▸ Activity:
Of the lines in the data below, write out exactly those from the one holding "of the clearance" through the one holding "of the yellow", both included.

▸ Record excerpts:

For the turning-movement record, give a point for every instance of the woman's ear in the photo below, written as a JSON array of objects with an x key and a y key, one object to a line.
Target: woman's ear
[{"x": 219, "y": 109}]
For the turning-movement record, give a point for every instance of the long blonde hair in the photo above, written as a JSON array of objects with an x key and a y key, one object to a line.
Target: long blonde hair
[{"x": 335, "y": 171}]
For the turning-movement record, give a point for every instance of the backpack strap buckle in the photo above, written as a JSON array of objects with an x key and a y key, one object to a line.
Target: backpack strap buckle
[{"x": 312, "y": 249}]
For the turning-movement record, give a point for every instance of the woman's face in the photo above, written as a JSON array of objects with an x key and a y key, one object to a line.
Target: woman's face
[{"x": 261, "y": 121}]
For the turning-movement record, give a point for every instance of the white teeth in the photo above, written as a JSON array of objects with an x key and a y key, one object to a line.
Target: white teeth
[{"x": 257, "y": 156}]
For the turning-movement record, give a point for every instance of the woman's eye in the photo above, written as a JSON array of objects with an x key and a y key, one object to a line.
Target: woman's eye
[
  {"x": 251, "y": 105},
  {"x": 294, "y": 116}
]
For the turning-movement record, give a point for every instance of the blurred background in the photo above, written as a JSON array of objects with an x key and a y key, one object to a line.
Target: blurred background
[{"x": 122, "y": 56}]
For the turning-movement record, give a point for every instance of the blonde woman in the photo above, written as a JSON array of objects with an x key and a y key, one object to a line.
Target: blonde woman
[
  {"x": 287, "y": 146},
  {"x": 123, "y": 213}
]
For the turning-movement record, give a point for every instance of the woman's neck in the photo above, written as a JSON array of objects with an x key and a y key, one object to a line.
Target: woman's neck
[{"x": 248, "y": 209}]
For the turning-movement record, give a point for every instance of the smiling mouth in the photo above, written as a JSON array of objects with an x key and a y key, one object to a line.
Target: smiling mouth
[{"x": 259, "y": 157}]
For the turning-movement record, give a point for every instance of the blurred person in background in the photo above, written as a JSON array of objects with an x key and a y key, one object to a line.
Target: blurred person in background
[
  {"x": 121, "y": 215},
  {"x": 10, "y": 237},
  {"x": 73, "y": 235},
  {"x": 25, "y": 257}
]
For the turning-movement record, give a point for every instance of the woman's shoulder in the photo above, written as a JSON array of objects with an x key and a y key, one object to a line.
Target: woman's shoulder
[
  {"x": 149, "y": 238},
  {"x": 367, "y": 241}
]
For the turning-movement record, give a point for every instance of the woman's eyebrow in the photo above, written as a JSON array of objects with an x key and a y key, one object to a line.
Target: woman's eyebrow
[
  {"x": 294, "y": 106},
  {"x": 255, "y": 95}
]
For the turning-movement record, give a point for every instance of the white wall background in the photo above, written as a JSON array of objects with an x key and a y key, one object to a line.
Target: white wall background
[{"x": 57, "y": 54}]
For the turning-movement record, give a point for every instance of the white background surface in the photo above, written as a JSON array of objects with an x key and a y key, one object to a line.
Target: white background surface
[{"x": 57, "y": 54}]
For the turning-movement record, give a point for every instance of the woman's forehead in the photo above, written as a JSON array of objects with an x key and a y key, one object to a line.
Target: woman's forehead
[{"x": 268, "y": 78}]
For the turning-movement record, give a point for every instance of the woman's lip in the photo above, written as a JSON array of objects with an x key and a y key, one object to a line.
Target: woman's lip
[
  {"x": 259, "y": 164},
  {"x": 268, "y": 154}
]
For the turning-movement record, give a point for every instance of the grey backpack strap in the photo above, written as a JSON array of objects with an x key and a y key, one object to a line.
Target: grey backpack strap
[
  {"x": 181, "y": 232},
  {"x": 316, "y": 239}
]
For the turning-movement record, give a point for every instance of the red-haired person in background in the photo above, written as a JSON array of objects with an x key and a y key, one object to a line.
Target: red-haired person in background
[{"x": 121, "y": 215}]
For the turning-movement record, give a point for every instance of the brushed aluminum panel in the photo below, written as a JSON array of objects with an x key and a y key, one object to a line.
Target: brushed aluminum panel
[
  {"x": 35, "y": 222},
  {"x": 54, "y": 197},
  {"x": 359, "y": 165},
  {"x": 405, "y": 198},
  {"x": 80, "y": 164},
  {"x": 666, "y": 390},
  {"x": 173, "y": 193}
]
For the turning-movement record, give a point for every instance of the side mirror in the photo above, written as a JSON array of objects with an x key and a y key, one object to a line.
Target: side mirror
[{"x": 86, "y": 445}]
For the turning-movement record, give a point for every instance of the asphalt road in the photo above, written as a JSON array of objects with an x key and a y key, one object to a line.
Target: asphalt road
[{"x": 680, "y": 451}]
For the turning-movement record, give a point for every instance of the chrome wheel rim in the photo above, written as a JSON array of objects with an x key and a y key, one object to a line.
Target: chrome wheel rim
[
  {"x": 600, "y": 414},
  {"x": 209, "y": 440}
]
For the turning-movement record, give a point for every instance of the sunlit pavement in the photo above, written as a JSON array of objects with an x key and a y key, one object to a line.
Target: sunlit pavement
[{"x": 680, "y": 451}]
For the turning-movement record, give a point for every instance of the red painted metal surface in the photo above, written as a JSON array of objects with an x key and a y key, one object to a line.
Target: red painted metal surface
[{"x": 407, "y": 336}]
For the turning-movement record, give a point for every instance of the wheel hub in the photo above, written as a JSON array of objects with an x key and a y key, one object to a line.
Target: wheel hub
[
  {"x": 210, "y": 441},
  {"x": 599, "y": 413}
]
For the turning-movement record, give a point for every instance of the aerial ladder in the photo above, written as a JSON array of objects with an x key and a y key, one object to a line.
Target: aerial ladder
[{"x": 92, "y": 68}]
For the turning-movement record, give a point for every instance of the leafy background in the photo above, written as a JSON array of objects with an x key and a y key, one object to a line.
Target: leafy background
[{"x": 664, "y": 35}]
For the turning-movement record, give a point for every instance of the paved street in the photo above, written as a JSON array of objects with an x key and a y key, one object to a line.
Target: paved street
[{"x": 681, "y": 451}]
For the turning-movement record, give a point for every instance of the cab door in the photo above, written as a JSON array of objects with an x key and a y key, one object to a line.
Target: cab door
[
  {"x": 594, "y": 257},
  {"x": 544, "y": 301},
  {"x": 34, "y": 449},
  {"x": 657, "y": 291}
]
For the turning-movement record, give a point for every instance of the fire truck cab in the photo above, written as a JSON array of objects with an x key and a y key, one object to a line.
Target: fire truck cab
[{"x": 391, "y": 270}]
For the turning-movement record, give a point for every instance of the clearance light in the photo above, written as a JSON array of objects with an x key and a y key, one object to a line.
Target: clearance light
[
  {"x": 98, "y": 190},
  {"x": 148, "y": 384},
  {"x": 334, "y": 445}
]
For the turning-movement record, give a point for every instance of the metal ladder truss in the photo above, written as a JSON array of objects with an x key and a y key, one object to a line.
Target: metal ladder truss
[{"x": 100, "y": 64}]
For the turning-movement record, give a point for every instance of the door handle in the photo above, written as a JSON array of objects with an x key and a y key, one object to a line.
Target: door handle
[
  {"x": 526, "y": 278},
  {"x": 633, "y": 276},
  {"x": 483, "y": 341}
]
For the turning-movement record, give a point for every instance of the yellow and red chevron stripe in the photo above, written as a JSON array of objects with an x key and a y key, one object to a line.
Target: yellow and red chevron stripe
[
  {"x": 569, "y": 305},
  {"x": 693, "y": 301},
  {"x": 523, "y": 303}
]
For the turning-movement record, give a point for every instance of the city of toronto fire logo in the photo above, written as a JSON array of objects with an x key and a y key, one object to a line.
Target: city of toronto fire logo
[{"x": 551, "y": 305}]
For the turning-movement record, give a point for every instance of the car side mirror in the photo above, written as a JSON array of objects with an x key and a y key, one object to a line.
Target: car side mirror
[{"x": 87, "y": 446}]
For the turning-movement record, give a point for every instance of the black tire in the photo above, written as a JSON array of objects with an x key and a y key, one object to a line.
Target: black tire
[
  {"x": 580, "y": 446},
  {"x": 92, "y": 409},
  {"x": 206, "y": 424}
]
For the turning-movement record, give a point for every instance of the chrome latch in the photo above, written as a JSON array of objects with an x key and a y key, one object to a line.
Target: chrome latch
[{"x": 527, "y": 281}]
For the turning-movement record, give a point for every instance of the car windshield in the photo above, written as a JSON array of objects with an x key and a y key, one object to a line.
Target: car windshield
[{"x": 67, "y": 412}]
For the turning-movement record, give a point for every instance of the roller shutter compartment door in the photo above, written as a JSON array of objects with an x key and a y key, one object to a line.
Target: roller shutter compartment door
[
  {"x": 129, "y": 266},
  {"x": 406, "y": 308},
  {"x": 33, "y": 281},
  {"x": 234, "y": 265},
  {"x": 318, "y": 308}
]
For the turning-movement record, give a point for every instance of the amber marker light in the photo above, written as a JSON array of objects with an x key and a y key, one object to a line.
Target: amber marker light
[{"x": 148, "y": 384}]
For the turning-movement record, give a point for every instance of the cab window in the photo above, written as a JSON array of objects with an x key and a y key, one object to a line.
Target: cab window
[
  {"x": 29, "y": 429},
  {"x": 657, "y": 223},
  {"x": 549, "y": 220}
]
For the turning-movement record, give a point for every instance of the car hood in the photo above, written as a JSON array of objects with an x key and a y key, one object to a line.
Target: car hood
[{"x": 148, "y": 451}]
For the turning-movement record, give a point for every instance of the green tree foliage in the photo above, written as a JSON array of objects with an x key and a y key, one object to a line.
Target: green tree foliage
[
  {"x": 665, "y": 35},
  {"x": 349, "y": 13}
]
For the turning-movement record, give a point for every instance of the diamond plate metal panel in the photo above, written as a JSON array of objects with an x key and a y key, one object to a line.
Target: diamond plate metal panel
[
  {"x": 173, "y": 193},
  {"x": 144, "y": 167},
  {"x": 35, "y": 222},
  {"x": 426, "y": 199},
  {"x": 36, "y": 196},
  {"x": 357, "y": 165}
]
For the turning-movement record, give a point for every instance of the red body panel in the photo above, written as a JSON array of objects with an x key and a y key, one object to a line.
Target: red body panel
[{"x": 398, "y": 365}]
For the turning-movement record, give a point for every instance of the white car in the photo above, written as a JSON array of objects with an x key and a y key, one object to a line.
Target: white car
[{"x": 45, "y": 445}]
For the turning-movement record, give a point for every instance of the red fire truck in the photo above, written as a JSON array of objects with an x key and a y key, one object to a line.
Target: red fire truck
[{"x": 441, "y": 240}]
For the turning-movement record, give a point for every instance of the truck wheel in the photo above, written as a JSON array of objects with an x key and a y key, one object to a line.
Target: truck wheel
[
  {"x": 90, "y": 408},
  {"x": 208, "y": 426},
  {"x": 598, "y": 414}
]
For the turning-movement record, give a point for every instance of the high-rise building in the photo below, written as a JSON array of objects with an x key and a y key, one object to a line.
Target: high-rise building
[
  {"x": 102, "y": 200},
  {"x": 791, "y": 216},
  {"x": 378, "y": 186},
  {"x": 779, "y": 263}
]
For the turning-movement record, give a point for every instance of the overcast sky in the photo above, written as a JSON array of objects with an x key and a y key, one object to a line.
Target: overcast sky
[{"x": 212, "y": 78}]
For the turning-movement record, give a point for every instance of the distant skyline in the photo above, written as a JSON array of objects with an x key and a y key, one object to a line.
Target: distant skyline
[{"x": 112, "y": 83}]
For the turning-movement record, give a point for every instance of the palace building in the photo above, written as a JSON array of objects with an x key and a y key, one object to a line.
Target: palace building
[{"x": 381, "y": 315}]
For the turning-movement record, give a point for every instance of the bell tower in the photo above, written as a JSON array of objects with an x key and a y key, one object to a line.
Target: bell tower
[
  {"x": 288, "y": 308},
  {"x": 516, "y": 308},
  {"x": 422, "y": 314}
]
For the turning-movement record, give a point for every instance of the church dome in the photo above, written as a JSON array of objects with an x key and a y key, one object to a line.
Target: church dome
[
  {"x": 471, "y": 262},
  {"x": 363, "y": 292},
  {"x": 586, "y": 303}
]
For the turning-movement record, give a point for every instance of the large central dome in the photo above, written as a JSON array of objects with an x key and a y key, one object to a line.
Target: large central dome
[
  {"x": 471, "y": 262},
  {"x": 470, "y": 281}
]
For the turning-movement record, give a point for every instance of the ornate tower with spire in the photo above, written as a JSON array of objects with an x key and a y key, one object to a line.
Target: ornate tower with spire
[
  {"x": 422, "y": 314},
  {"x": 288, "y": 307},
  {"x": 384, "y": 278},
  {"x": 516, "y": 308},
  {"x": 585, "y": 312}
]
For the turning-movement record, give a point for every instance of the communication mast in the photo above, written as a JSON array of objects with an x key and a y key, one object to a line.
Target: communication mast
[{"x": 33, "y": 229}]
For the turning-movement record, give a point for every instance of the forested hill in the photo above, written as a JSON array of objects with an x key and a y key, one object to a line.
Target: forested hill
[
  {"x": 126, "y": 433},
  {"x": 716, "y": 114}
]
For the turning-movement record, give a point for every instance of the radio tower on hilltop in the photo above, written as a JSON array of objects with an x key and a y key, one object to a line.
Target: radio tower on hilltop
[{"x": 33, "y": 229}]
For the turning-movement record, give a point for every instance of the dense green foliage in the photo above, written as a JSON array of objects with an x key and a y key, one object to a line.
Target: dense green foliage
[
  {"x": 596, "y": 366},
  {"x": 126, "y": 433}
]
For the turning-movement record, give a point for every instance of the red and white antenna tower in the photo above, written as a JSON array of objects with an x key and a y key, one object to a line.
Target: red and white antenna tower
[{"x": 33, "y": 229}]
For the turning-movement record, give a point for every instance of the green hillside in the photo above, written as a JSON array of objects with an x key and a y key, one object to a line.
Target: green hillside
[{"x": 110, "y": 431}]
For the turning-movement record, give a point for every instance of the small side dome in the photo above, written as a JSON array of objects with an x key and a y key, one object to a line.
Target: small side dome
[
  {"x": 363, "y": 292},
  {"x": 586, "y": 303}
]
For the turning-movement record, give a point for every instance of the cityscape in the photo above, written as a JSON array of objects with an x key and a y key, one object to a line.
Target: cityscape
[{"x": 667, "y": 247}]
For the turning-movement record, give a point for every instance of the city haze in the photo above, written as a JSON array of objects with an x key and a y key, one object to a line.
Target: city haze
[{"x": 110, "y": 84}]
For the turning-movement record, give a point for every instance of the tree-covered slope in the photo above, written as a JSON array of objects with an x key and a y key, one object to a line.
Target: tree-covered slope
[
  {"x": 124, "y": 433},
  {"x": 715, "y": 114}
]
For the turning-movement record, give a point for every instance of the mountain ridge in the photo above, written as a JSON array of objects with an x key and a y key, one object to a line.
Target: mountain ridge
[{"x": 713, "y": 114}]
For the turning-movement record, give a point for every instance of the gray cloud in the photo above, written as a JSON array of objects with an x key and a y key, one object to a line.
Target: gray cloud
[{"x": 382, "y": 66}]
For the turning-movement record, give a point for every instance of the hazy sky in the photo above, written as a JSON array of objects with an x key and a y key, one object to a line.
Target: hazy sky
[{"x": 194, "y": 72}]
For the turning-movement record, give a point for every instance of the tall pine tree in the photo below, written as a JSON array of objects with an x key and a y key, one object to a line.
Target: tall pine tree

▸ Completed exercise:
For the turning-movement record, give a point for every instance of the clearance light in the photo above, written as a JSON array of objects with an x key and a y key, one object to a line.
Target: clearance light
[
  {"x": 98, "y": 190},
  {"x": 148, "y": 384},
  {"x": 334, "y": 445}
]
For the turning-movement record, give a point for every instance of the metal ladder truss in the photo above, written as a JSON array of objects with an x key and a y key, one object to a line.
Target: metal ladder truss
[{"x": 100, "y": 64}]
For the turning-movement record, give a point for every instance of the door handle in the photo above, written as a JSON array of objects with an x key and a y key, one object to a line.
Target: door handle
[
  {"x": 526, "y": 278},
  {"x": 633, "y": 276},
  {"x": 483, "y": 341}
]
For the turning-movement record, give a point for every instance of the yellow and red chevron stripe in the photo above, written as a JSON array of objects with an x key and a y key, one object to a line.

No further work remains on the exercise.